(EXERCISE TASKS):
a) Reproduce the part of the article on HIV's feline origins from "He said that" to "immunodeficiency virus (SIV).".
b) Answer these questions using the article on HIV's feline origins:
(i) Which medical center is the study author Robert Bambara affiliated with?
(ii) What is the name of the virus that infects cats?
(iii) Which organization is Matthew Portnoy from?

DOCUMENT SEGMENT Block Start

The transmission of the incurable HIV from animals to humans may have
come about through a related virus which affects cats and which has
been around for thousands or even millions of years, according to
recent US research.
The finding has implications for scientists engaged in the creation of HIV vaccines or drugs that would fight HIV.
It
also sheds light on the way in which other viruses, such as H5N1 bird
flu, spread to humans from the animals in which they developed.
Study
author Robert Bambara, of the University of Rochester Medical Center in
New York, found a previously unnoticed stretch of viral RNA in HIV,
that closely mimics part of the human RNA strand, he and colleagues
devised a plausible explanation for why it is still there after
millions of generations.
He said that the extra RNA helps the
virus propagate itself inside the human body, and that its discovery
may suggest new ways to shut down the action of the virus using drugs.
The strand is believed to have come from the feline ancestor of the modern HIV virus.
While
HIV is believed to have jumped to humans directly from a virus found in
chimpanzees, feline immunodeficiency virus (FIV), which infects cats,
is thought to be the virus from which its chimpanzee ancestor
originated.
The researchers said that HIV-like viruses have been
identified in sheep, goats, horse, cattle and cats, but only the cat
virus FIV seems to be a close relative of HIV and simian
immunodeficiency virus (SIV).
Matthew Portnoy, of the National
Institutes of Health, said that the study had broader implications
beyond HIV research, and that it may impact responses to the current
H1N1 flu pandemic.
He said there are many cases in epidemiology where a virus jumps between species and picks up DNA from each species in turn.

DOCUMENT SEGMENT Block End
EXTRACTED RECORDS Block Start

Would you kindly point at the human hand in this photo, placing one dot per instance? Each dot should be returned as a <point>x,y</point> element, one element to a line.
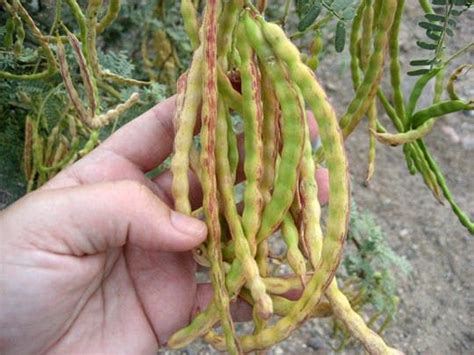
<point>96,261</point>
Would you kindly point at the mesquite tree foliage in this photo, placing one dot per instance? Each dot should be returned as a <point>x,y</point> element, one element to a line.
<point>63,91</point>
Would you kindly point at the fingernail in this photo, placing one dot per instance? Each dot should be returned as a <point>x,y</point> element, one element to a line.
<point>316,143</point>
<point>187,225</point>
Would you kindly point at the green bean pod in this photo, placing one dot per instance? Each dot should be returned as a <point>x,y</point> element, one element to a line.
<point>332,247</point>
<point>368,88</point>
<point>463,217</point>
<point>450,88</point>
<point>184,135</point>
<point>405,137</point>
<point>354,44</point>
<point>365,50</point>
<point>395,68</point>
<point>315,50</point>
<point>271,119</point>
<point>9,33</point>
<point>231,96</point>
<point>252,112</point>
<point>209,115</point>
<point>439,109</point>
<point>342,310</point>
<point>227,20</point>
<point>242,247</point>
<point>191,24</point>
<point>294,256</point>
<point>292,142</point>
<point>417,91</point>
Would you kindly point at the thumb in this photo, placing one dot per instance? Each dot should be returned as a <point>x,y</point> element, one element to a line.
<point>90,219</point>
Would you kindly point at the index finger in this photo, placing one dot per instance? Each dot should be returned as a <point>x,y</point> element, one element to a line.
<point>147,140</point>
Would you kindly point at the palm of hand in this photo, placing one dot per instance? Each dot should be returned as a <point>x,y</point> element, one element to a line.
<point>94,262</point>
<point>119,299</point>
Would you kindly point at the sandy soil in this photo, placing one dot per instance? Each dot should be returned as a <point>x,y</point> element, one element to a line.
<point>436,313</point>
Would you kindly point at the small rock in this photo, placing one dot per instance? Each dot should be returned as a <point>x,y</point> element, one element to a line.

EXTRACTED RECORDS Block End

(WRITTEN ANSWERS):
a)
He said that the extra RNA helps the
virus propagate itself inside the human body, and that its discovery
may suggest new ways to shut down the action of the virus using drugs.
The strand is believed to have come from the feline ancestor of the modern HIV virus.
While
HIV is believed to have jumped to humans directly from a virus found in
chimpanzees, feline immunodeficiency virus (FIV), which infects cats,
is thought to be the virus from which its chimpanzee ancestor
originated.
The researchers said that HIV-like viruses have been
identified in sheep, goats, horse, cattle and cats, but only the cat
virus FIV seems to be a close relative of HIV and simian
immunodeficiency virus (SIV).

b)
(i) The University of Rochester Medical Center in New York.
(ii) Feline immunodeficiency virus (FIV).
(iii) The National Institutes of Health.